▶ DOCUMENT EXTRACT
-.-.-
A question I get from time to time is “How to I detect or find the pages on my WordPress site that people don’t visit?”. Where it’s important to know where your traffic actually end up, on some occasions there might be of interest to know what part of your site that are invisible to the world.

This is how I recommend doing it, which is a pretty straight forward approach using only a few tools.

  • Two subsets of data, one from the CMS and one from Google Analytics
  • Excel
  • A cup of coffee

1. Find all the pages on your site

The first thing that needs to be done is to get hold of a complete list of URLs that you actually have on your site. This can be done in numerous ways, all pending what kind of CMS and/or tools you have available to you.

If you are running a site on WordPress, I’d recommend having a look at one of these approaches. The first one requires you to have FTP-access to you site, which is something you should have if you don’t have the cheapest web host service around.
-.-.-
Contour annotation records
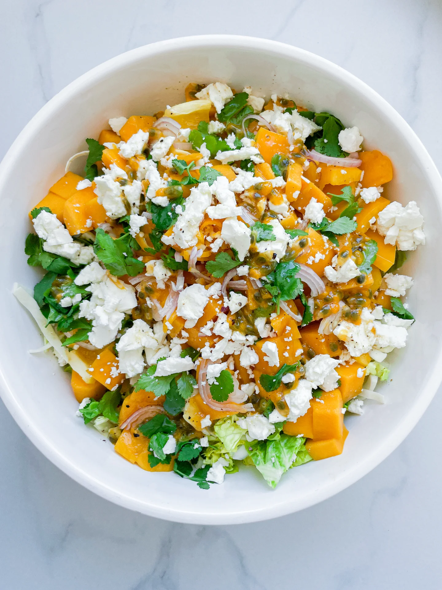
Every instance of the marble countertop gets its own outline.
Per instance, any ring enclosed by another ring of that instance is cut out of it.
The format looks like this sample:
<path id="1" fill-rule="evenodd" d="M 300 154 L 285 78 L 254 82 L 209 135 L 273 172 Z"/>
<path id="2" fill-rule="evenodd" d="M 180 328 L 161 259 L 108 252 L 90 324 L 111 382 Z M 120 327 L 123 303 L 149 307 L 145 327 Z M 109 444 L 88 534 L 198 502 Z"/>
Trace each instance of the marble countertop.
<path id="1" fill-rule="evenodd" d="M 0 157 L 48 100 L 105 60 L 174 37 L 232 33 L 296 45 L 349 70 L 399 112 L 442 170 L 438 0 L 278 7 L 2 0 L 1 8 Z M 440 395 L 384 463 L 318 506 L 265 522 L 197 526 L 131 512 L 81 487 L 37 450 L 0 402 L 0 586 L 438 589 L 440 409 Z"/>

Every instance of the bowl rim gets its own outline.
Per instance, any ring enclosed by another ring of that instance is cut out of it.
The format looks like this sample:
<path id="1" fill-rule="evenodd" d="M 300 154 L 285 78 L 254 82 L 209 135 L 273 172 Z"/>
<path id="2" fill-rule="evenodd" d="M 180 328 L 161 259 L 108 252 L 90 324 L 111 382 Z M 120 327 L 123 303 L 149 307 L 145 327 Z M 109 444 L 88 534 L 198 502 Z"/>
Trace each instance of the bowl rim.
<path id="1" fill-rule="evenodd" d="M 91 84 L 96 84 L 115 70 L 128 66 L 147 57 L 170 50 L 199 47 L 232 47 L 259 50 L 273 54 L 292 58 L 308 65 L 322 70 L 340 80 L 345 85 L 363 93 L 374 106 L 388 116 L 392 124 L 413 146 L 423 169 L 425 170 L 428 182 L 440 204 L 442 204 L 442 179 L 430 155 L 408 124 L 398 113 L 380 94 L 362 80 L 339 65 L 315 54 L 293 45 L 271 40 L 240 35 L 192 35 L 169 39 L 143 45 L 120 54 L 89 70 L 71 82 L 55 94 L 32 117 L 12 144 L 0 163 L 0 194 L 2 194 L 9 167 L 25 146 L 29 136 L 47 120 L 51 113 L 70 101 L 77 93 L 87 88 Z M 4 375 L 0 360 L 0 396 L 16 422 L 37 448 L 52 463 L 77 483 L 98 496 L 126 508 L 141 513 L 177 522 L 203 524 L 239 524 L 264 520 L 284 516 L 317 504 L 351 486 L 377 466 L 398 445 L 417 423 L 434 396 L 442 381 L 442 372 L 438 365 L 442 362 L 442 348 L 435 359 L 433 369 L 425 386 L 420 391 L 407 414 L 397 427 L 390 432 L 381 448 L 368 453 L 364 460 L 351 468 L 345 470 L 334 481 L 318 489 L 315 493 L 304 499 L 286 501 L 273 506 L 238 513 L 205 512 L 199 513 L 186 510 L 172 509 L 170 506 L 151 506 L 149 500 L 141 502 L 111 489 L 95 478 L 93 474 L 85 472 L 78 465 L 69 461 L 62 453 L 55 448 L 42 430 L 28 417 L 24 408 L 16 399 Z"/>

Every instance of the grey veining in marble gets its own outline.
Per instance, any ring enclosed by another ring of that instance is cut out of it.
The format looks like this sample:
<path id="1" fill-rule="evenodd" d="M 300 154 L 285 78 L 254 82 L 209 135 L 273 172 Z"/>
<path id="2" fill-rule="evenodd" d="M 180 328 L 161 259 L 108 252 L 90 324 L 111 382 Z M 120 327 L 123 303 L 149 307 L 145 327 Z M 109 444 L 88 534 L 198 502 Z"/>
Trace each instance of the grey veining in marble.
<path id="1" fill-rule="evenodd" d="M 297 45 L 384 96 L 442 169 L 438 0 L 2 0 L 0 156 L 55 93 L 146 43 L 232 33 Z M 442 586 L 440 414 L 349 489 L 302 512 L 236 526 L 142 516 L 71 480 L 0 406 L 0 588 L 390 590 Z M 1 402 L 0 402 L 1 403 Z"/>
-.-.-
▶ GIVEN EXERCISE
Quote, word for word, the portion of the post on finding unvisited WordPress pages that opens with "1. Find all" and closes with "host service around.".

▶ CORRECT OUTPUT
1. Find all the pages on your site

The first thing that needs to be done is to get hold of a complete list of URLs that you actually have on your site. This can be done in numerous ways, all pending what kind of CMS and/or tools you have available to you.

If you are running a site on WordPress, I’d recommend having a look at one of these approaches. The first one requires you to have FTP-access to you site, which is something you should have if you don’t have the cheapest web host service around.